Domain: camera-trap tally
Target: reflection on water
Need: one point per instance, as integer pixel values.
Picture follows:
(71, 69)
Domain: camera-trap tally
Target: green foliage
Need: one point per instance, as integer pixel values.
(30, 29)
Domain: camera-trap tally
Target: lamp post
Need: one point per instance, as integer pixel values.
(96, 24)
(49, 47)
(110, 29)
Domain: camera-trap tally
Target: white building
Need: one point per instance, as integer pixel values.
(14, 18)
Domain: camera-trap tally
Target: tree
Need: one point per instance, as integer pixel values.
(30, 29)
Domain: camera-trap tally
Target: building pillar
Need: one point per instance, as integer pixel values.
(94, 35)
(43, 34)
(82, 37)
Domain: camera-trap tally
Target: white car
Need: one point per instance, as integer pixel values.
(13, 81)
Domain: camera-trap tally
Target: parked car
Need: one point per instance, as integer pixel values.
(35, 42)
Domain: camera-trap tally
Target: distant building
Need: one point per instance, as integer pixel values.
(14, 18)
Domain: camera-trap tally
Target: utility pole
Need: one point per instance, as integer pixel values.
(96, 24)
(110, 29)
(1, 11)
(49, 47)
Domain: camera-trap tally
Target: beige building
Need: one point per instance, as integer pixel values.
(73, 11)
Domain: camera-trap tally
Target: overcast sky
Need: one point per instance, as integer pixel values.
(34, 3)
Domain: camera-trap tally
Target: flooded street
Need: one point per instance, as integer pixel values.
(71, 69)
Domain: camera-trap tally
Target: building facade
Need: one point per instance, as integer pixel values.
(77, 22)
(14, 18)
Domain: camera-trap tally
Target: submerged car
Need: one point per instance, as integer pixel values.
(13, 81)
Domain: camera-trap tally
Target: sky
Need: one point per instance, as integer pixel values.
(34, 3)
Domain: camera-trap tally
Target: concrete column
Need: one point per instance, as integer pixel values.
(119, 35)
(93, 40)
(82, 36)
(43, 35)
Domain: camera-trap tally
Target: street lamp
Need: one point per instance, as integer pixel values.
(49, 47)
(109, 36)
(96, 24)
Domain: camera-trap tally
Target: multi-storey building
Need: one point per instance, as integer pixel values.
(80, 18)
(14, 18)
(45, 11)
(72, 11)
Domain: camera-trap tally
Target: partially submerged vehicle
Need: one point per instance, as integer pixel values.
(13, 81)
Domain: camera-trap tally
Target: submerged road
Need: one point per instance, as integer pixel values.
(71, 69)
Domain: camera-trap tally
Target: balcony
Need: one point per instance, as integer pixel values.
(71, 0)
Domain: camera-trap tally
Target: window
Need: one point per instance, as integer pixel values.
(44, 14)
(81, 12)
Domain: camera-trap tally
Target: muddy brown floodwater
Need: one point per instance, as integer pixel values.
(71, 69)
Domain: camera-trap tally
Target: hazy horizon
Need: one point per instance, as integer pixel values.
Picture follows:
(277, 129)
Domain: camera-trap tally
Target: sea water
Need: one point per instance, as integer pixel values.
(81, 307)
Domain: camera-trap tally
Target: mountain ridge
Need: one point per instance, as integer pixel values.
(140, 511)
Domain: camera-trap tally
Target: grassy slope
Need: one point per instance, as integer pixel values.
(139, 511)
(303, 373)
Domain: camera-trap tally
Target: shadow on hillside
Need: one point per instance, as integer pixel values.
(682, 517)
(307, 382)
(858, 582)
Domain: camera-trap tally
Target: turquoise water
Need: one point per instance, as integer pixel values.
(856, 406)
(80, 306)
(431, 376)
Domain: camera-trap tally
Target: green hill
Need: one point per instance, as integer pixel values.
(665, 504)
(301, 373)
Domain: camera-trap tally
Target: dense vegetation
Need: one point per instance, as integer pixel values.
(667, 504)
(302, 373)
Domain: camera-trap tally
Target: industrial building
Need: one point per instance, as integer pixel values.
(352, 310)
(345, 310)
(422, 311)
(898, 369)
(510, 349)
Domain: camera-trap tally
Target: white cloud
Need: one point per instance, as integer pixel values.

#####

▸ **Assigned task**:
From the first line of the records above down to the line containing "Target: lamp post", repeat each line exactly as written. Include both of those lines and add nothing.

▸ **Response to the task**:
Domain: camera-trap tally
Target: reflection on water
Need: one point per instance, as integer pixel values.
Picture follows:
(71, 69)
Domain: camera-trap tally
Target: green foliage
Need: one point per instance, as integer pixel values.
(30, 29)
Domain: camera-trap tally
Target: lamp post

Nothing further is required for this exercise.